● **WHAT THE TASK REQUIRES**:
From the entries below, transcribe exactly the lines between the line holding "Spot the gold" and the line holding "Spot the black", inclusive; skip all other lines.

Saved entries
..........
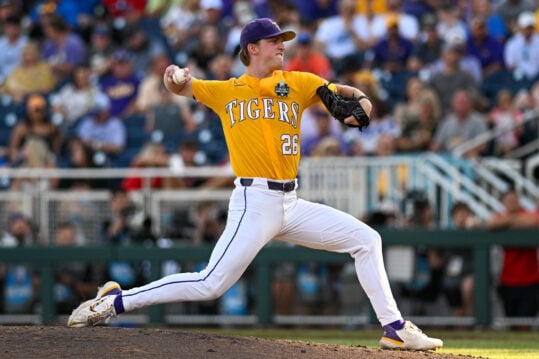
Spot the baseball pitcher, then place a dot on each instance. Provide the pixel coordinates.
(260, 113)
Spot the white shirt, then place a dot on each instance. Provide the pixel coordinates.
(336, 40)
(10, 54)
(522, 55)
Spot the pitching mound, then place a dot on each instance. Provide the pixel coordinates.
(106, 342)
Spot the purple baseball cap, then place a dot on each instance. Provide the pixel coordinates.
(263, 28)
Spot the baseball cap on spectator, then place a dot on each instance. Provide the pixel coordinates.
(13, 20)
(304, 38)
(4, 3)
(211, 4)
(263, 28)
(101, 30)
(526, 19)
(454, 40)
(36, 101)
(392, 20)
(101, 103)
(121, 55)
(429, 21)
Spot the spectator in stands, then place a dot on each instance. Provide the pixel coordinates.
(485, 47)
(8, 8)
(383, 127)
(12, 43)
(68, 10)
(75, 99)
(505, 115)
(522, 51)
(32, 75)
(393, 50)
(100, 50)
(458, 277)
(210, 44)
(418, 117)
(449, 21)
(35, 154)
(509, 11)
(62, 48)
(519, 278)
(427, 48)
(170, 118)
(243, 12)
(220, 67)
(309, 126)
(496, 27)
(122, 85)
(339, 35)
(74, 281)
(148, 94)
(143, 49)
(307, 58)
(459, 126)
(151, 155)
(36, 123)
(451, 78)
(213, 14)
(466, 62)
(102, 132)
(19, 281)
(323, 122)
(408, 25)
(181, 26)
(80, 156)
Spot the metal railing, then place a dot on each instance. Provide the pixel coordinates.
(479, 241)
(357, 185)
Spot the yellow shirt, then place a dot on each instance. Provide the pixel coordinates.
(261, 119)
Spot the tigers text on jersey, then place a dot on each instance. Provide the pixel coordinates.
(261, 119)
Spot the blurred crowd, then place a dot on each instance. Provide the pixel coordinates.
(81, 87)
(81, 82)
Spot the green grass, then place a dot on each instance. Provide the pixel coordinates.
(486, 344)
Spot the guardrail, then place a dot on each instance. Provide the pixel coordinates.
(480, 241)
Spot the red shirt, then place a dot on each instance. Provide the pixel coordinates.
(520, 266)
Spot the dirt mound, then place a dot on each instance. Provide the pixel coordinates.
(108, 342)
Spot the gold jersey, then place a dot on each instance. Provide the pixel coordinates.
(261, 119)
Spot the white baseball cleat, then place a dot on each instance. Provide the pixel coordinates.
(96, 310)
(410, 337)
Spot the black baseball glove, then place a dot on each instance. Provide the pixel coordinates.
..........
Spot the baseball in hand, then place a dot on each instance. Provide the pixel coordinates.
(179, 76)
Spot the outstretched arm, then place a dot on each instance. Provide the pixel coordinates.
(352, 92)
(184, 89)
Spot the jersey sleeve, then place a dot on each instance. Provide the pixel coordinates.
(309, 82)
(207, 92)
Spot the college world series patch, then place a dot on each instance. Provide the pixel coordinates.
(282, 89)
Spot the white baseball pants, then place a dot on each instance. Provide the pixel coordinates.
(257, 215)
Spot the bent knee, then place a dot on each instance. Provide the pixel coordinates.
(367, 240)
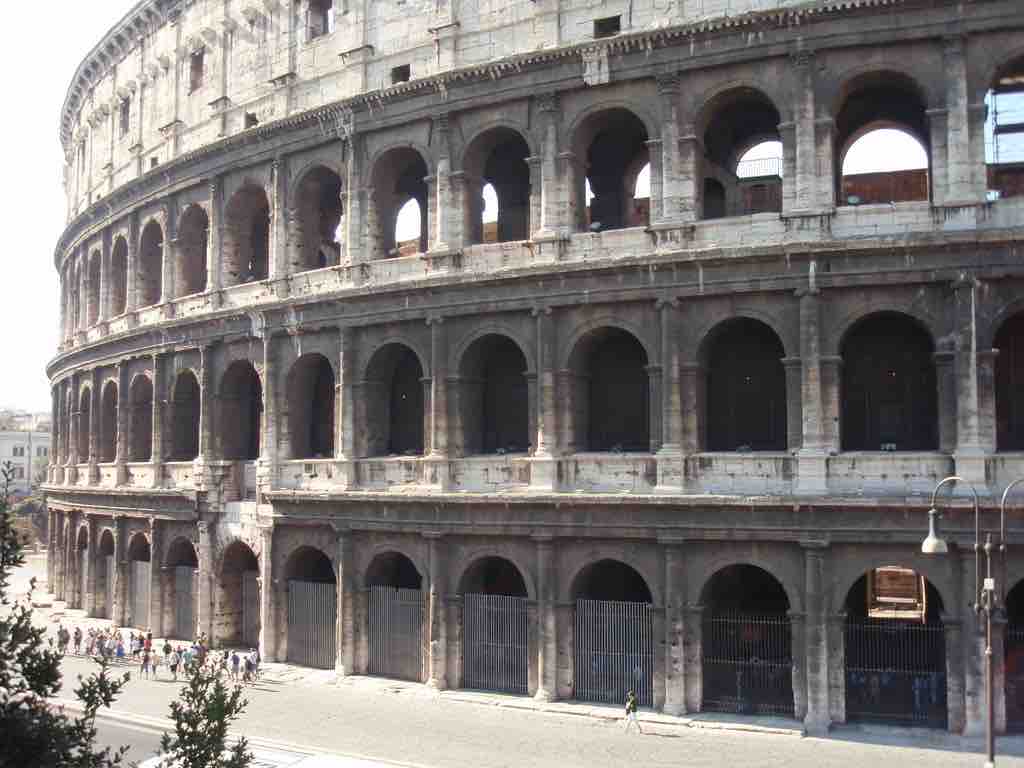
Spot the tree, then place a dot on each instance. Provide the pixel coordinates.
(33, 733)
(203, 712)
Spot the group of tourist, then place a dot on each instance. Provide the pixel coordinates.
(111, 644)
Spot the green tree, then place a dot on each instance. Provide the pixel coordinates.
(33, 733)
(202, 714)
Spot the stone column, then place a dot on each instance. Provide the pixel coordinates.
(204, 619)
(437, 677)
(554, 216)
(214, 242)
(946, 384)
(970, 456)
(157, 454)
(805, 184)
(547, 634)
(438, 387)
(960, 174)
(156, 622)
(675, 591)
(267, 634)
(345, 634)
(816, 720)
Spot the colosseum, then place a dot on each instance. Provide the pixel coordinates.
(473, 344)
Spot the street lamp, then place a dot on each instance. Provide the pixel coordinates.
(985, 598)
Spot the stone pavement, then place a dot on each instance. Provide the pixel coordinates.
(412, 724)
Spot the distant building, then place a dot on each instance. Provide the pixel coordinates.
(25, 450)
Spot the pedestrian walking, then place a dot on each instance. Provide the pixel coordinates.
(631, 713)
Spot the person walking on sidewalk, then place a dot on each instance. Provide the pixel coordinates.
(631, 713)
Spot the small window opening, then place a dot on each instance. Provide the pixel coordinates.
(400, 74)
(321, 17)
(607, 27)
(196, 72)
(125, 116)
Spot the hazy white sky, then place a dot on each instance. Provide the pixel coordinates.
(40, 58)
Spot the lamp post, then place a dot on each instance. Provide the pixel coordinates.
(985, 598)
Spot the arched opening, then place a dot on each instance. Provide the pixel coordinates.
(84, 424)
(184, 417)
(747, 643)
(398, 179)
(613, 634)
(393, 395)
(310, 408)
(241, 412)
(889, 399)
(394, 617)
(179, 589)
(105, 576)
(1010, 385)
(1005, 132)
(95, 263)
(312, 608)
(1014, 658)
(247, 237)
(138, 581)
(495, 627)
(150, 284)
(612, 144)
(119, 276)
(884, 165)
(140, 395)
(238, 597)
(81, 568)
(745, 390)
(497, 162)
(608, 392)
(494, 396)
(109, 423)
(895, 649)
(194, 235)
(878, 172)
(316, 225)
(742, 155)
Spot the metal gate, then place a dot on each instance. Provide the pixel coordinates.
..........
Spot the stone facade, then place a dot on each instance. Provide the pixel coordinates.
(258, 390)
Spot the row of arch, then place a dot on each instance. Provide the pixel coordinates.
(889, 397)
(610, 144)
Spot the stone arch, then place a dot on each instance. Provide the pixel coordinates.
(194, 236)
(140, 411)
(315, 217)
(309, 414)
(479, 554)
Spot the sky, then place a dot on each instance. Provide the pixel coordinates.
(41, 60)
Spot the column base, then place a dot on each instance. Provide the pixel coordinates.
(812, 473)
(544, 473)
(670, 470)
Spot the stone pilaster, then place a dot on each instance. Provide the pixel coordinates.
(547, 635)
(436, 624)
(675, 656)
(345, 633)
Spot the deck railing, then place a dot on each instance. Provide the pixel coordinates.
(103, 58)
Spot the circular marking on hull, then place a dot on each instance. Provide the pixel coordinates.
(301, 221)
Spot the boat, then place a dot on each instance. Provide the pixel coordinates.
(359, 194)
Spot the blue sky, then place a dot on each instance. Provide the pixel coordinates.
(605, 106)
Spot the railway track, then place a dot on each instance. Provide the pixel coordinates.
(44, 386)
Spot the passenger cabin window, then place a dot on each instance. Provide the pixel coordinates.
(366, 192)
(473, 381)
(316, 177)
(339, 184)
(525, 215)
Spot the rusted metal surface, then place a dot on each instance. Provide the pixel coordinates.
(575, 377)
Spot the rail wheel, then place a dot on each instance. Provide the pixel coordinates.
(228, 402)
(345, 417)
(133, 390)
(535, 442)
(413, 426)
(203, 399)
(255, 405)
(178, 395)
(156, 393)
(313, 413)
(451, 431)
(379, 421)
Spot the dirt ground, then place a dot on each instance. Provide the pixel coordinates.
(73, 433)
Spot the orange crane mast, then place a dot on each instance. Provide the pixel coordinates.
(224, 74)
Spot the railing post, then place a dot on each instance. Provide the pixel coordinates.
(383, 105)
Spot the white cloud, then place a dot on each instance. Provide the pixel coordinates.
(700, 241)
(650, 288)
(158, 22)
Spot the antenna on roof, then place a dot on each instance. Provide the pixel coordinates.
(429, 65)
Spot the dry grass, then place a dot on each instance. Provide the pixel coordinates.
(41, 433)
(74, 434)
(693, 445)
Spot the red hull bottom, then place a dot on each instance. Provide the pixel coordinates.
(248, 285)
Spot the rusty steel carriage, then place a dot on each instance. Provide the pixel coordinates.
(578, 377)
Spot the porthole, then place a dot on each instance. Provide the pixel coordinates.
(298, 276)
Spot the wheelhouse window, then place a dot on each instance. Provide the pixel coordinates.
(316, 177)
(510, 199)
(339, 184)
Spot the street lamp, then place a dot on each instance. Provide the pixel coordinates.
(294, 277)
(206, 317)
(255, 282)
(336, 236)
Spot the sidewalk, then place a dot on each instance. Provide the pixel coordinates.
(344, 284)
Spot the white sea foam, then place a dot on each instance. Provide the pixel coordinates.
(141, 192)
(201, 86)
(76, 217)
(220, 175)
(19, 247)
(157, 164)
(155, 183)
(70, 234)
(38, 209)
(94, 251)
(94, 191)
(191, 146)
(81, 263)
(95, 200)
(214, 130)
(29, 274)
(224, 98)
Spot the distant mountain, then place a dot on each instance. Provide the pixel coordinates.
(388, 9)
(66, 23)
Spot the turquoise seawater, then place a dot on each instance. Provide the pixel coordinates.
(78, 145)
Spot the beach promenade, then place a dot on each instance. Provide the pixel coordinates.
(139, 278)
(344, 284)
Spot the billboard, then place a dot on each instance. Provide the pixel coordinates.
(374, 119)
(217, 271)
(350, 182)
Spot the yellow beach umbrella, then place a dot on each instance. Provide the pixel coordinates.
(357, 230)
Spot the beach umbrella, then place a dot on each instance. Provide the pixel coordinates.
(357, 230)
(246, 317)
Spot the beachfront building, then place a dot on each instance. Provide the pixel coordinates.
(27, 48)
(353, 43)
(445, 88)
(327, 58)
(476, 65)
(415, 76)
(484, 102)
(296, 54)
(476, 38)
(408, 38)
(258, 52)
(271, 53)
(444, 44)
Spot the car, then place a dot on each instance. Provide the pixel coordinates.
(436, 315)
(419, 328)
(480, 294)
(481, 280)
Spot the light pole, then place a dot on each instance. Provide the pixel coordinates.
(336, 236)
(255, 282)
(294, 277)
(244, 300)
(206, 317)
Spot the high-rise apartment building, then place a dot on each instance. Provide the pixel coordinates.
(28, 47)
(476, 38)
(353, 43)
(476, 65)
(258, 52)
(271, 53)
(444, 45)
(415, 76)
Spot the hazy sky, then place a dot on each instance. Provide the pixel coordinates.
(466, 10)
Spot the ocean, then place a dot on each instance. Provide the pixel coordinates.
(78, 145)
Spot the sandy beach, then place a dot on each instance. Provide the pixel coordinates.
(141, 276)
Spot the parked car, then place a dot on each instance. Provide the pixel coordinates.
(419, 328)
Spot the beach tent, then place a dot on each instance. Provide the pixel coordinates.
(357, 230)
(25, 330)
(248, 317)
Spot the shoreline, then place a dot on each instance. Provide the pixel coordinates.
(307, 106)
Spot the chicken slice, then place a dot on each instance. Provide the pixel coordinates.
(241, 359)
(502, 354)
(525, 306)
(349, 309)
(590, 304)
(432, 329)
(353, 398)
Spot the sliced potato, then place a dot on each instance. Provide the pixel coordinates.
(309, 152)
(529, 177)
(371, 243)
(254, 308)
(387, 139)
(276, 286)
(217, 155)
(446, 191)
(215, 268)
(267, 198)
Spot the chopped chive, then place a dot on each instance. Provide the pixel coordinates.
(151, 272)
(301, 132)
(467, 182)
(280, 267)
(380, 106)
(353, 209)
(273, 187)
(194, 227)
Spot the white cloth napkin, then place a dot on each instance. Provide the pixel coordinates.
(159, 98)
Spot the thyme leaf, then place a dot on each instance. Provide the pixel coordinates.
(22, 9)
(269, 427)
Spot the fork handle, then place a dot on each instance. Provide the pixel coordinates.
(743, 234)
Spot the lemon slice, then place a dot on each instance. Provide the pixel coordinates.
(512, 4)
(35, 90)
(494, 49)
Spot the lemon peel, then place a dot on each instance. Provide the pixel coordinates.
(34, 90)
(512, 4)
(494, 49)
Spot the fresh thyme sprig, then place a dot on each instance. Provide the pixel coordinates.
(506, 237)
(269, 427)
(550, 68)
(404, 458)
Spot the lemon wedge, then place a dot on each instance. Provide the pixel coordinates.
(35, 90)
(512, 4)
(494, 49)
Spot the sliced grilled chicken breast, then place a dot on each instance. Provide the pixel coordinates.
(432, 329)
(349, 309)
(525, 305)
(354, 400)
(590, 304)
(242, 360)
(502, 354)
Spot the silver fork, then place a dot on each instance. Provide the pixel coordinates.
..........
● **ANSWER AREA**:
Spot the gold jersey, then place a dot on each instance. Provide the pixel coordinates.
(261, 119)
Spot the white baseball cleat, then place a dot on each instance. Provide the pixel coordinates.
(96, 310)
(410, 337)
Spot the black baseball glove, then place a dot on each instance. Provide the pixel coordinates.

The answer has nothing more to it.